## Task description
Reproduce each of the rows below word for word, changing nothing.

Excerpts from point annotation data:

┌──

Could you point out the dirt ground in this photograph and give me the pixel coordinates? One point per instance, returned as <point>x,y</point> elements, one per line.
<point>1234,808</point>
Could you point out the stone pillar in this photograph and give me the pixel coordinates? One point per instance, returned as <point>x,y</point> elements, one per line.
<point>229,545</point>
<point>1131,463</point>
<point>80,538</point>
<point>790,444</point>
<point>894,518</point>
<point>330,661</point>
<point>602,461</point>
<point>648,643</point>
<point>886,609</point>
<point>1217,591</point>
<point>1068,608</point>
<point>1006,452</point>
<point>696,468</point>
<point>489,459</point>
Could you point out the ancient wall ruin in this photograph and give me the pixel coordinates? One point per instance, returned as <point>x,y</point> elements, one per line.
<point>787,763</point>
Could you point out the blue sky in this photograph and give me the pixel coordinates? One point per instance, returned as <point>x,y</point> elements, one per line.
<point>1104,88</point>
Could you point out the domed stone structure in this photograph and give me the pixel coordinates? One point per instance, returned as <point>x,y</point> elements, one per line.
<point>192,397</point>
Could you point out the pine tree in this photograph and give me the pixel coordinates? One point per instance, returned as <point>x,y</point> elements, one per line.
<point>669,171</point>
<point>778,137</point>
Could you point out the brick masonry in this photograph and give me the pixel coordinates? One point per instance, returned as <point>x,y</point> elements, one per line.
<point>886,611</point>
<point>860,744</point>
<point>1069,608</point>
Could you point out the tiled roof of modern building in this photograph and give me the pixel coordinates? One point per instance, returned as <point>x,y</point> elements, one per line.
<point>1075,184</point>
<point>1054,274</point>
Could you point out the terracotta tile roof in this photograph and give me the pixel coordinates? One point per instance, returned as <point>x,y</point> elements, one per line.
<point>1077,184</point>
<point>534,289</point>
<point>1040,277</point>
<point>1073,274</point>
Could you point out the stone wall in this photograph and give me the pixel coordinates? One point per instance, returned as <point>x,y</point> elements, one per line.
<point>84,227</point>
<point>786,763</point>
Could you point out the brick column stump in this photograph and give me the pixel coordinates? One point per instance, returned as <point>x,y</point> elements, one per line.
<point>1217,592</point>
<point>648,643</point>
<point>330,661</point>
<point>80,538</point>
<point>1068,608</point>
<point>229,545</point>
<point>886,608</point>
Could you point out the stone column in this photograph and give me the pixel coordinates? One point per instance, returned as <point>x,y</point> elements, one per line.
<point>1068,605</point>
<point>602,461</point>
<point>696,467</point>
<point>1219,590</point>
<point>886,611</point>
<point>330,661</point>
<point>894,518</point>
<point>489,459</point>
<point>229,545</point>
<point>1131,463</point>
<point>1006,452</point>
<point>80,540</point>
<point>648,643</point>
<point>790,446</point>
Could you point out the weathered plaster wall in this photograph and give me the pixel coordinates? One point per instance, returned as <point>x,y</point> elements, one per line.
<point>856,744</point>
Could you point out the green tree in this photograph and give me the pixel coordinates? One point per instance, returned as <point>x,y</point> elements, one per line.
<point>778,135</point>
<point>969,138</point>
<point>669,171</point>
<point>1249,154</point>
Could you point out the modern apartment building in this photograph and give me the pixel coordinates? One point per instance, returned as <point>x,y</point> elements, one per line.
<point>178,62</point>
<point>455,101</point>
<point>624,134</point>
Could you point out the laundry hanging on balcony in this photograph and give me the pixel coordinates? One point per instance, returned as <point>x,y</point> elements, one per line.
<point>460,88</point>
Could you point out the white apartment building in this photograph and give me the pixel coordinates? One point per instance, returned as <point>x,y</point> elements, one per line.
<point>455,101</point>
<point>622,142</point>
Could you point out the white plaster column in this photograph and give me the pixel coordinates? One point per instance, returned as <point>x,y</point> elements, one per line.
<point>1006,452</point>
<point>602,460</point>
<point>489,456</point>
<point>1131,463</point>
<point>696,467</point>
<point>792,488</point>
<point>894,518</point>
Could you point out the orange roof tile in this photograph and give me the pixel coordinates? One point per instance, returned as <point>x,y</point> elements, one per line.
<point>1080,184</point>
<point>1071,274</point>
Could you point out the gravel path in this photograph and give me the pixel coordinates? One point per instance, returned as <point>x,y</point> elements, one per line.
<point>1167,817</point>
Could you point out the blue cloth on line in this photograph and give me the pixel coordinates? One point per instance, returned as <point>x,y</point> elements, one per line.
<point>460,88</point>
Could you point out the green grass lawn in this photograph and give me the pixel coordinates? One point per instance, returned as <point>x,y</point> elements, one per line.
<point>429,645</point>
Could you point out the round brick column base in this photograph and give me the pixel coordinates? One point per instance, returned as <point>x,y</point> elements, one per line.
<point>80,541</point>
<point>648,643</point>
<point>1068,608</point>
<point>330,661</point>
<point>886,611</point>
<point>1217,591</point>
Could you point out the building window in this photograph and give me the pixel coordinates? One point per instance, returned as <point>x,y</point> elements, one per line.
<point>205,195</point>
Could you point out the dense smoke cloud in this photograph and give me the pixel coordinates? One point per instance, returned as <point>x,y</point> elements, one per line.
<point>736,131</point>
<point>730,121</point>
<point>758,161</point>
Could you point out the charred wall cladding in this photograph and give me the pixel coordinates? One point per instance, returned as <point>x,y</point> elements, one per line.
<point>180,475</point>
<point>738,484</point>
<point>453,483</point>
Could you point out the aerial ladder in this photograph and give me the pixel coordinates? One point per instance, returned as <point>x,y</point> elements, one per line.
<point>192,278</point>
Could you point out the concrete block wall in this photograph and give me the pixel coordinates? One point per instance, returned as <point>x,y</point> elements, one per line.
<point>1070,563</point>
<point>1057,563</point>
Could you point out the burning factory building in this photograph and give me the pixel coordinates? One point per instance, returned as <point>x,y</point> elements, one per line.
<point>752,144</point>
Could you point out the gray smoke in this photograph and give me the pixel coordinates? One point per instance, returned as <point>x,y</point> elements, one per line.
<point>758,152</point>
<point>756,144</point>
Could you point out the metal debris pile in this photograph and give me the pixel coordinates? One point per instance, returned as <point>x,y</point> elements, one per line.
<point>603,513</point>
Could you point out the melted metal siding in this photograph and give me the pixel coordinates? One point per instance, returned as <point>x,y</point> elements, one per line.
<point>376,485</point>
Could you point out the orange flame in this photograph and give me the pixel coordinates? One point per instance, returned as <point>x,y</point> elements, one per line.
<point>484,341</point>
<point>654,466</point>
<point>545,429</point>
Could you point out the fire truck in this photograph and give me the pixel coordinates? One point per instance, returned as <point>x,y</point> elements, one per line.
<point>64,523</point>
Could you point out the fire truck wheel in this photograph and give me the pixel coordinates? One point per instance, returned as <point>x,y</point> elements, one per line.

└──

## Finished exercise
Could you point out the dirt ground in this photograph and give me the pixel coordinates? One point per instance, returned as <point>x,y</point> elements, one per line.
<point>1234,808</point>
Could you point out the stone pillar in this photograph and give me the pixel coordinates? One point per instance, returned as <point>x,y</point> elements, one per line.
<point>229,545</point>
<point>1131,463</point>
<point>80,538</point>
<point>790,444</point>
<point>894,518</point>
<point>330,661</point>
<point>602,461</point>
<point>648,643</point>
<point>886,609</point>
<point>1217,591</point>
<point>1068,608</point>
<point>1006,452</point>
<point>696,468</point>
<point>489,459</point>
Could you point out the ancient wall ruin in this photograph and give me the pixel coordinates? One point per instance, returned as <point>x,y</point> elements, one per line.
<point>787,763</point>
Could you point out the blue sky in this photograph and give me the pixel coordinates? One point per instance, returned as <point>x,y</point> elements, one per line.
<point>1104,88</point>
Could you point out the domed stone structure in this photograph and give me the pixel coordinates? One point per instance, returned as <point>x,y</point> elements, one per line.
<point>192,397</point>
Could you point out the pine tree in this photograph and give me the pixel coordinates? One point per instance, returned as <point>x,y</point> elements, one per line.
<point>669,171</point>
<point>778,137</point>
Could you point out the brick masonry in this photograph and give me the pixel coordinates? One point per instance, returned as <point>x,y</point> elements, one per line.
<point>886,611</point>
<point>860,744</point>
<point>1069,608</point>
Could you point out the tiled roof of modern building in this photograph and give me the pixel coordinates? One point per instance, returned as <point>x,y</point> elements, one per line.
<point>1075,184</point>
<point>1054,274</point>
Could you point out the terracotta tile roof in this photograph and give me the pixel coordinates? One point per instance, returned as <point>x,y</point> elements, one per line.
<point>1077,184</point>
<point>534,289</point>
<point>1040,277</point>
<point>1073,274</point>
Could you point out the stone wall in this photograph and give me the pixel coordinates? One point per instance, returned as <point>x,y</point> elements, one per line.
<point>84,227</point>
<point>786,763</point>
Could you point out the brick column stump in this photograph and give me the pixel coordinates? One point per instance, returned as <point>x,y</point> elements, one per line.
<point>1217,592</point>
<point>648,643</point>
<point>330,661</point>
<point>80,538</point>
<point>1068,608</point>
<point>229,545</point>
<point>886,608</point>
Could you point out the stone column in this photograph and give me the pixel coordinates? One point per instance, returned as <point>x,y</point> elements, one per line.
<point>1068,605</point>
<point>602,461</point>
<point>696,467</point>
<point>1219,590</point>
<point>886,611</point>
<point>330,661</point>
<point>894,518</point>
<point>489,459</point>
<point>229,545</point>
<point>1131,463</point>
<point>1006,452</point>
<point>80,540</point>
<point>648,643</point>
<point>790,446</point>
Could you point out the weathered plaster wall in this photograph and give me the pixel coordinates? One point per instance, returned as <point>x,y</point> elements, one per line.
<point>856,744</point>
Could you point out the green tree in this photograph and give me the pixel coordinates? One point per instance, returned as <point>x,y</point> elements, one per line.
<point>778,135</point>
<point>969,138</point>
<point>669,171</point>
<point>1249,154</point>
Could you point out the modern apartment building in this photograph and give me the pixel coordinates? One point per instance, returned as <point>x,y</point> elements, one per line.
<point>178,62</point>
<point>455,101</point>
<point>624,134</point>
Could you point out the laundry hanging on balcony in this photograph and give me the pixel coordinates? One point per instance, returned as <point>x,y</point> elements, one per line.
<point>460,88</point>
Could you point out the white apartment building in this photograph and give me the pixel coordinates? One point per instance, returned as <point>x,y</point> elements, one per line.
<point>455,101</point>
<point>622,142</point>
Could you point out the white plaster column in this photograph and give me the pixel coordinates? One point per instance, returned as <point>x,y</point> elements, one per line.
<point>1006,452</point>
<point>602,460</point>
<point>489,456</point>
<point>1131,463</point>
<point>696,467</point>
<point>792,488</point>
<point>894,518</point>
Could you point out the orange roof tile in this photograph and give me the pixel coordinates? One point per instance, returned as <point>x,y</point> elements, one per line.
<point>1080,184</point>
<point>1071,274</point>
Could you point out the gravel path in this photograph and give me the pixel coordinates? One point per instance, returned as <point>x,y</point> elements, one per line.
<point>1167,817</point>
Could you point out the blue cloth on line in this photograph and give me the pixel coordinates? One point per instance, returned as <point>x,y</point> elements, one per line.
<point>460,88</point>
Could you point out the green grass lawn in this photograph and give me the pixel coordinates? One point per instance, returned as <point>x,y</point> elements, one per line.
<point>429,645</point>
Could you point out the round brick column base in this photograph and give me the pixel coordinates? One point per instance, returned as <point>x,y</point> elements, one per line.
<point>80,541</point>
<point>648,643</point>
<point>1068,608</point>
<point>330,661</point>
<point>886,611</point>
<point>1217,591</point>
Could you point out the building window in this photograph and give me the pixel coordinates? One point per instance, returned as <point>x,y</point> elements, one per line.
<point>205,195</point>
Could you point out the dense smoke cloud in this photograph and give me the pixel coordinates? One point per instance, returned as <point>x,y</point> elements, one per line.
<point>736,131</point>
<point>730,121</point>
<point>758,161</point>
Could you point out the charred wall cladding in this photograph and give me the pixel coordinates? One point per instance, returned as <point>x,y</point> elements, one per line.
<point>180,475</point>
<point>738,484</point>
<point>453,483</point>
Could you point out the aerial ladder in this photograph and give me the pixel coordinates? One point per instance, returned as <point>x,y</point> elements, one per line.
<point>192,278</point>
Could you point out the concrete block wall in this photograph and give me the pixel coordinates? One point per instance, returned as <point>x,y</point> elements, one per line.
<point>1070,563</point>
<point>1057,563</point>
Could you point out the burning factory building in this photograph and give me the pixel coordinates? One point per instance, returned as <point>x,y</point> elements, one per line.
<point>752,144</point>
Could you point out the gray smoke in this photograph and give me the pixel coordinates? One point per instance, returned as <point>x,y</point> elements, one per line.
<point>758,152</point>
<point>756,144</point>
Could you point out the metal debris pile in this photograph and give me the pixel coordinates? One point per instance, returned as <point>x,y</point> elements, one per line.
<point>603,513</point>
Could you point out the melted metal siding in this photograph and give me the pixel coordinates? One point per instance, returned as <point>x,y</point> elements, one per line.
<point>376,485</point>
Could you point out the orange flame in this photograph and give me the pixel coordinates? One point per instance, returned as <point>x,y</point> elements, one per line.
<point>484,341</point>
<point>654,466</point>
<point>545,429</point>
Could you point out the fire truck in this photograph and give me the pixel coordinates? One point per instance, returned as <point>x,y</point> elements, one per line.
<point>64,523</point>
Could you point out the fire truck wheel in this photograph and give me the pixel coordinates? One point per instance, returned as <point>x,y</point> elements, one per line.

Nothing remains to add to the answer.